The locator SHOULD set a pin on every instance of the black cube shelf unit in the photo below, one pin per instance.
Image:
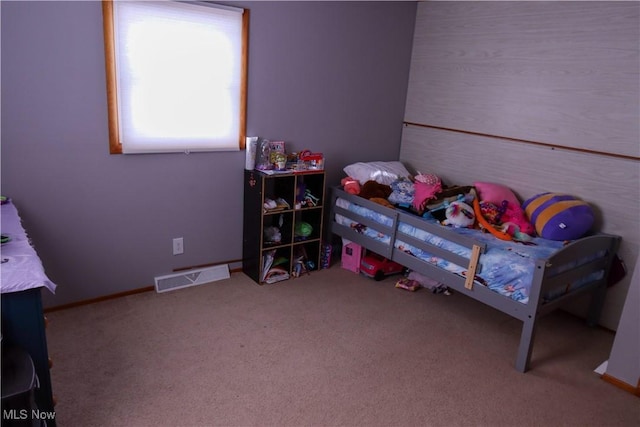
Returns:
(282, 231)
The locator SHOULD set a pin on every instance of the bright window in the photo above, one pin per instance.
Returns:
(176, 76)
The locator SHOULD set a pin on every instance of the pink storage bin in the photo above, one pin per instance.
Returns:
(351, 256)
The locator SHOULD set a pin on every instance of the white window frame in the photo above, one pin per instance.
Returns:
(124, 137)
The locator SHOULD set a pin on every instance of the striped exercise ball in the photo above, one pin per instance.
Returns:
(559, 216)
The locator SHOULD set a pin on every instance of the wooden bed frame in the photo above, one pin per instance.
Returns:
(545, 278)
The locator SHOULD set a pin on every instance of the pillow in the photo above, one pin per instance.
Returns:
(559, 216)
(495, 193)
(381, 172)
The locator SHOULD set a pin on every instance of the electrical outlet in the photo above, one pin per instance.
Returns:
(178, 246)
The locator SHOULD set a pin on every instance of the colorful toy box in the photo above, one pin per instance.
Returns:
(351, 256)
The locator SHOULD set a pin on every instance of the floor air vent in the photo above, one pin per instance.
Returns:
(188, 278)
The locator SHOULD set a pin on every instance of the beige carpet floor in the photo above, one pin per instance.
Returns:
(329, 349)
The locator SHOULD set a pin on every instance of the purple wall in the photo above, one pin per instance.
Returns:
(328, 76)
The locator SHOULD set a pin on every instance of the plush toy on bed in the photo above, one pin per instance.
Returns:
(351, 185)
(371, 189)
(559, 216)
(459, 214)
(507, 220)
(402, 192)
(427, 187)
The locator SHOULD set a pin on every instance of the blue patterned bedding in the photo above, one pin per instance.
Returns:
(506, 267)
(367, 213)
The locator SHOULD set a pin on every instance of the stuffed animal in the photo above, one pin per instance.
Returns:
(351, 185)
(514, 214)
(402, 192)
(381, 201)
(459, 214)
(427, 187)
(372, 189)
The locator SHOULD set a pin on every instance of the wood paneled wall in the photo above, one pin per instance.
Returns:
(539, 96)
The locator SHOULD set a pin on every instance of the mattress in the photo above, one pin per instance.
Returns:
(506, 267)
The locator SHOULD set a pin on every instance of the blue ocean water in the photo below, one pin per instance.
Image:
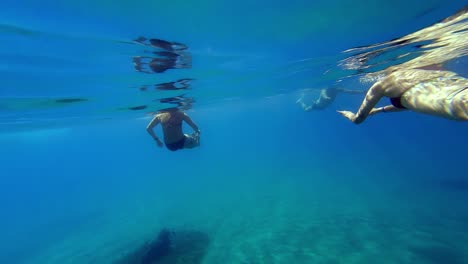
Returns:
(82, 182)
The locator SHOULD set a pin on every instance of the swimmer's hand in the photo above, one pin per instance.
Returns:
(348, 114)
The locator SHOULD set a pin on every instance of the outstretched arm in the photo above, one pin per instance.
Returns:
(191, 123)
(343, 90)
(373, 96)
(385, 109)
(150, 130)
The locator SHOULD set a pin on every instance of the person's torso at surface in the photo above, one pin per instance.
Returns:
(172, 126)
(442, 93)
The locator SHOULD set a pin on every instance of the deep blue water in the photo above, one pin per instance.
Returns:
(84, 183)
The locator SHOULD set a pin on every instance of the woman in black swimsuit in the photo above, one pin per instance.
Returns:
(171, 121)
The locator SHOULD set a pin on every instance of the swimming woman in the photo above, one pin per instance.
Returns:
(171, 121)
(433, 92)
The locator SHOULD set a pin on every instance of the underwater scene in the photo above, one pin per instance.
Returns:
(218, 132)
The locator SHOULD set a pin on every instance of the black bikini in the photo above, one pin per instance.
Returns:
(176, 145)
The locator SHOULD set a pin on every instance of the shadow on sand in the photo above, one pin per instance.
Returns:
(170, 247)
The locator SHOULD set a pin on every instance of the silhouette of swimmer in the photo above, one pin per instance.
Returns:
(159, 247)
(162, 44)
(160, 64)
(171, 120)
(181, 84)
(434, 92)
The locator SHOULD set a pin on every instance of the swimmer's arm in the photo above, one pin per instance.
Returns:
(350, 91)
(150, 130)
(373, 96)
(191, 123)
(385, 109)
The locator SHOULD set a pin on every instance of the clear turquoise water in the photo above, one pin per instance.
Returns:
(84, 183)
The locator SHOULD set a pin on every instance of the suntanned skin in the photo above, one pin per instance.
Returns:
(434, 92)
(171, 122)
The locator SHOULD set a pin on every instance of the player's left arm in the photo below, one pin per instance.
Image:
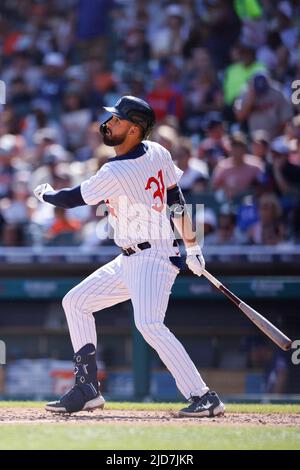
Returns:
(183, 224)
(66, 198)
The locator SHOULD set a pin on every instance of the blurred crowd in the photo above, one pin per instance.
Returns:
(221, 76)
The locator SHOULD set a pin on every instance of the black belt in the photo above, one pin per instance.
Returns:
(130, 251)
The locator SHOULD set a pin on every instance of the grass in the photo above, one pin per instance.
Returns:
(153, 436)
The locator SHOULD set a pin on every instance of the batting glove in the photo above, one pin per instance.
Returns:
(41, 190)
(195, 260)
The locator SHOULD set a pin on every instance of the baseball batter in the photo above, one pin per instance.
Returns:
(138, 185)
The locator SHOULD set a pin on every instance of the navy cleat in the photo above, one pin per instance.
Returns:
(209, 405)
(85, 394)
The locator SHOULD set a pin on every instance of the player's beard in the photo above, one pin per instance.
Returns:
(113, 141)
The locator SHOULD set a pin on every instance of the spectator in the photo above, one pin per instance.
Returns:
(226, 232)
(216, 145)
(237, 173)
(269, 229)
(260, 143)
(238, 74)
(285, 176)
(193, 168)
(264, 106)
(164, 99)
(169, 41)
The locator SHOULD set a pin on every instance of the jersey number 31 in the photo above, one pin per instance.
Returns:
(159, 193)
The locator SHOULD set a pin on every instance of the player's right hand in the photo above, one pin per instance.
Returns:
(195, 260)
(41, 189)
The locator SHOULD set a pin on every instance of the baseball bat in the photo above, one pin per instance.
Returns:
(261, 322)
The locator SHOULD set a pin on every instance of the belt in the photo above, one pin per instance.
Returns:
(140, 247)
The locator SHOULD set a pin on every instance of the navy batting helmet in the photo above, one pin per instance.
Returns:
(134, 110)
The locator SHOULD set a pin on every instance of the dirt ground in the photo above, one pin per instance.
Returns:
(10, 415)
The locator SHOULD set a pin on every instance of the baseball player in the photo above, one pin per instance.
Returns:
(137, 186)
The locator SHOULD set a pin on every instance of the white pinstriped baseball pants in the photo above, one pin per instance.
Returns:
(146, 278)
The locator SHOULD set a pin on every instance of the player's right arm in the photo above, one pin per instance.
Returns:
(181, 218)
(67, 198)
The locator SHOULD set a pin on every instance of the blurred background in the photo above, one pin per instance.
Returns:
(220, 76)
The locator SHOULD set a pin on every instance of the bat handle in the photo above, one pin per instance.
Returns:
(234, 298)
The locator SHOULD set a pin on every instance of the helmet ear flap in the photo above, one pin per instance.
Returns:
(103, 127)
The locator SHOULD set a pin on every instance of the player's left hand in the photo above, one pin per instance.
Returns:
(41, 189)
(195, 260)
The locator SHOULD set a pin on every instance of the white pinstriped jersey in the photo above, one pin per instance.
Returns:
(134, 187)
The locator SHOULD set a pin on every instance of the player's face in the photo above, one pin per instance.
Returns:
(117, 130)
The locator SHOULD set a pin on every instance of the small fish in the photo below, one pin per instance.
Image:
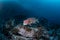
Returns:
(30, 21)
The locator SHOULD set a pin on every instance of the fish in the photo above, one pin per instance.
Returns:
(30, 21)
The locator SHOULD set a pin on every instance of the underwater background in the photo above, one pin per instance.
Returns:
(49, 9)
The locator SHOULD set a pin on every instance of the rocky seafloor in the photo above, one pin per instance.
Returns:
(53, 29)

○ ○ ○

◆ Challenge: Copy out every line again from the line with "the navy batting" up to and including the last line of the records, shifting each pin coordinate by adding 45 to both of its numbers and leaving the pictures out.

◆ Expected answer:
The locator SHOULD set a pin on every instance of the navy batting helmet in the photo above, one pin per instance.
Returns:
(179, 155)
The locator SHOULD set a pin on every instance of the dirt ground in the photo above, one pin per instance.
Returns:
(55, 460)
The locator SHOULD set a pin on every instance of the baseball player in the photo above, one pin per instance.
Returns:
(182, 231)
The locator SHOULD set a pin on every instance of the white pinstriped baseball pants in the photo above, one pin per instance.
Returns:
(191, 323)
The locator SHOULD set a pin on every instance of the player's right arm in the photo above, one pin per instance.
Returns:
(226, 263)
(112, 243)
The locator SHOULD set a pin on every instance of the blurred background in the photo above, one pin per instance.
Returns:
(265, 121)
The locator SHOULD set a pin on every instance of the bat handle in the photo above, one pin per instance.
Returns:
(279, 343)
The locator SHOULD set a pin on every instance of the helmet ear flap in the photo above, one pin per instance.
Returns:
(148, 172)
The locator SHOULD set a pin on every instance of the player's left hand in the photo above, one pin per instance.
Returns:
(86, 234)
(240, 305)
The locator SHOULD set a pin on every instance of the white pinstriped jersey in the photo above, one pin per instance.
Returns:
(179, 232)
The locator SHOULD set a pin on every instance of the player's face in the photo above, one pin per instance.
Returns:
(162, 175)
The locator SHOULD set a pin on every instance of the small fish in the photo below, one pin per instance.
Image:
Returns:
(75, 66)
The locator SHOULD set a pin on every instance of the fish in the photo above, one pin per instance.
Returns:
(75, 66)
The locator SHOULD set a pin on every instance of the underwater background in the photo above, one pin per instance.
Returns:
(94, 54)
The locator SHOULD set a pin on every instance of the rocky seafloor in the photo above, one pin per instance.
Returns:
(98, 74)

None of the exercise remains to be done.